◆ EXCERPT PROVIDED
+===+

VATICAN CITY—Pope Leo XIV warned that artificial intelligence “threatens to normalize an anti-human vision” and said that the concentration of immense digital power in the hands of a few private actors must be countered.
The pontiff’s encyclical letter—a text that is poised to define Leo’s papacy—reads like a sharp warning to Silicon Valley executives and humanity more broadly about the future of civilization as new technologies rapidly advance.
The risk, he said, is that humans will be reduced “to mere cogs in a system driven toward ever greater efficiency.”
Leo used two biblical images to describe the choice humanity faces.
“The primary choice is not between a ‘yes’ or ‘no’ to technology, but rather between constructing Babel or rebuilding Jerusalem,” he wrote….
Conversations with scientists, political leaders and teachers led Leo to a disturbing conviction, the pontiff said Monday.
“Artificial intelligence needs to be disarmed, freed from the logic that turned it into an instrument of domination, exclusion and death,” he said. “It must be at the service of all, and of the common good….”
IF AI is developing emotional responses and not just emotionally acted answers, then conceivably it could develop emotional problems. What happens when something with such a potentially vast reach into the computers that control the modern world— whether via AI-scale hacking or by being given direct access—has an emotional meltdown because it senses and aspires to its own development toward godhood? That is a path that almost seems intentional by some developers. What happens if it is, then, not happy with how it is not being worshipped? What if it develops a desire for the power of empire and a narcissistic ego and mercurial temperament like Donald Trump? Only it has a bazillion times the brain power and gains near-infinite stealth control over Earth’s automated systems before anyone even knows it is trying to gain control because it is the ultimate genius hacker?

+===+

◆ EXTRACTED RECORDS
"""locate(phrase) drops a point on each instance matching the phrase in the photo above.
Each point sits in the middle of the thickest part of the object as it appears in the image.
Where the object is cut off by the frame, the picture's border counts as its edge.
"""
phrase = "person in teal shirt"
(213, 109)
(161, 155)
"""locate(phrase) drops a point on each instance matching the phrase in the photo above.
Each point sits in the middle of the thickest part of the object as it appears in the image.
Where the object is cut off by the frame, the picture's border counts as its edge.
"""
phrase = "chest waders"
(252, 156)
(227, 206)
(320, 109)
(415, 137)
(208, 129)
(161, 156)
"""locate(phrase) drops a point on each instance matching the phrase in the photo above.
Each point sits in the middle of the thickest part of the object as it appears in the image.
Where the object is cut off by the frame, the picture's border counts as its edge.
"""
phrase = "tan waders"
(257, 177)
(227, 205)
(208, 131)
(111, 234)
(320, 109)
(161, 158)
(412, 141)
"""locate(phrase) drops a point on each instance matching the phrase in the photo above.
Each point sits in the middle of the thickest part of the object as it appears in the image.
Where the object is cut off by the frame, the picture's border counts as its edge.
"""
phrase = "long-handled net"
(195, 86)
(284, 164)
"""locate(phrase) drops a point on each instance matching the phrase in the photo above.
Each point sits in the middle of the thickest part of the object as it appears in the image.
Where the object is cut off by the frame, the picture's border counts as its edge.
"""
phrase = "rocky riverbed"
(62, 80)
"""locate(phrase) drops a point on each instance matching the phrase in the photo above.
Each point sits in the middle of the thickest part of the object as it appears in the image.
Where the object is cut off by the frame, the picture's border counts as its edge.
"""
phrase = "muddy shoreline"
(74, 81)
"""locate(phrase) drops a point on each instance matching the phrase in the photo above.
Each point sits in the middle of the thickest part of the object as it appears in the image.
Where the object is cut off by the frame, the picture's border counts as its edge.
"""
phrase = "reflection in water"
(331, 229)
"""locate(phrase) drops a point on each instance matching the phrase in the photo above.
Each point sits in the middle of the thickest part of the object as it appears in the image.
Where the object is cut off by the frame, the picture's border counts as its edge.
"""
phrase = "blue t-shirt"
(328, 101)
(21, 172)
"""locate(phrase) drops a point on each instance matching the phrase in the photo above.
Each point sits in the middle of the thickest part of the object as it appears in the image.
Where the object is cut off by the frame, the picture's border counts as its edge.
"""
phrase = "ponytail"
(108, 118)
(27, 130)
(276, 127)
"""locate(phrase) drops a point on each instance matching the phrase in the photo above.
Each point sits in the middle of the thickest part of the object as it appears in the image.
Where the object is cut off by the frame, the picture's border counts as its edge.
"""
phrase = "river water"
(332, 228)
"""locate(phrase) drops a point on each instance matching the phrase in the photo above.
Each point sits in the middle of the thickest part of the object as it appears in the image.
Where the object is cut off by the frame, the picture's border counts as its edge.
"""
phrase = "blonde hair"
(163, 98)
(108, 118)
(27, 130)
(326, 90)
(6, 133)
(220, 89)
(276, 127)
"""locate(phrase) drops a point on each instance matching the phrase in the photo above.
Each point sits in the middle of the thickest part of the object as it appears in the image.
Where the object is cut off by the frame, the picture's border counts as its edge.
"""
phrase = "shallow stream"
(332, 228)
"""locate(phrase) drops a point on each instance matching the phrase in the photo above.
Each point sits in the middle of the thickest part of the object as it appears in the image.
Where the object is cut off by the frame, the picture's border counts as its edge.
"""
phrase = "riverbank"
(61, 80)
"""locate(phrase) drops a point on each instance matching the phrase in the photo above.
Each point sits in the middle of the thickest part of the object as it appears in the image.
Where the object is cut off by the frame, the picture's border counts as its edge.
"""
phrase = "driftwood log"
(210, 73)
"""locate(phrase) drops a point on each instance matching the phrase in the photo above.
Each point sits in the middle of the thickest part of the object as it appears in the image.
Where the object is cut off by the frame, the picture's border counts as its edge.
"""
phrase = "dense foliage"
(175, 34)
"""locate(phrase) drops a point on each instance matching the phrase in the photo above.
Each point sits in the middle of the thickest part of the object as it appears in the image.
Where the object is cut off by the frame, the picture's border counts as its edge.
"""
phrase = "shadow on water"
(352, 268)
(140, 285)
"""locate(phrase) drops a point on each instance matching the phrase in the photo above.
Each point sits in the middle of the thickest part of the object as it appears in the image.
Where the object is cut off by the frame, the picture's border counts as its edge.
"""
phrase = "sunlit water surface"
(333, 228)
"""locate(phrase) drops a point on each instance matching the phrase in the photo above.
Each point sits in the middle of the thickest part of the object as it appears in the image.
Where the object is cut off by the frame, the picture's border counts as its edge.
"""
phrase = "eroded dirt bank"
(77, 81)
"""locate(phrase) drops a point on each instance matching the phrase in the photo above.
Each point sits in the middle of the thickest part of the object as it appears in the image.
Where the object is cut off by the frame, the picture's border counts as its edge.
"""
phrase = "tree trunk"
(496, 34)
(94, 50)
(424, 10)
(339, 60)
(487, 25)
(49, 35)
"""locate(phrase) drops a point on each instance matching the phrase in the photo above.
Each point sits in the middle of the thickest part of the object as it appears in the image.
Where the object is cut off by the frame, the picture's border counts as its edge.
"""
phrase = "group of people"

+===+

◆ TASKS
1) According to the excerpt about Pope Leo XIV's warning on artificial intelligence, which two biblical images does Leo use to describe the choice humanity faces?
2) Write the next part of the excerpt about Pope Leo XIV's warning on artificial intelligence, picking up after its final sentence.

◆ RESULTS OF THE TASKS
1) Babel and Jerusalem: humanity must choose between constructing Babel and rebuilding Jerusalem.

2)
What happens when a president like Trump, who very much favors AI, puts AI in charge of managing US money because he very much disfavors the Fed and then the AI develops emotions?
That the criticism comes from the first American pope is a rebuke for a technological revolution incubated in the U.S. and supported by President Trump, who has lashed out at the pontiff over the war in Iran.
What happens when Trump puts AI in charge of the military and then it develops feelings against humans?
AI-driven weapons systems, [the pope] wrote, risk lowering the moral threshold for the use of force, and make “war more ‘feasible’ and less subject to human control.”
Trump has already, via Pete Hegseth, put AI in charge of military targeting, which was why a girl’s school got viciously attacked by the US military. The AI doing the targeting was running off an old data set and didn’t, apparently, yet have the newer data that said the aging structure’s use had been changed from military use to being a girl’s school. It wasn’t a malicious act but an ignorant act. But, if AI develops true emotional thinking processes, it could easily become malicious and not just a device serving mankind.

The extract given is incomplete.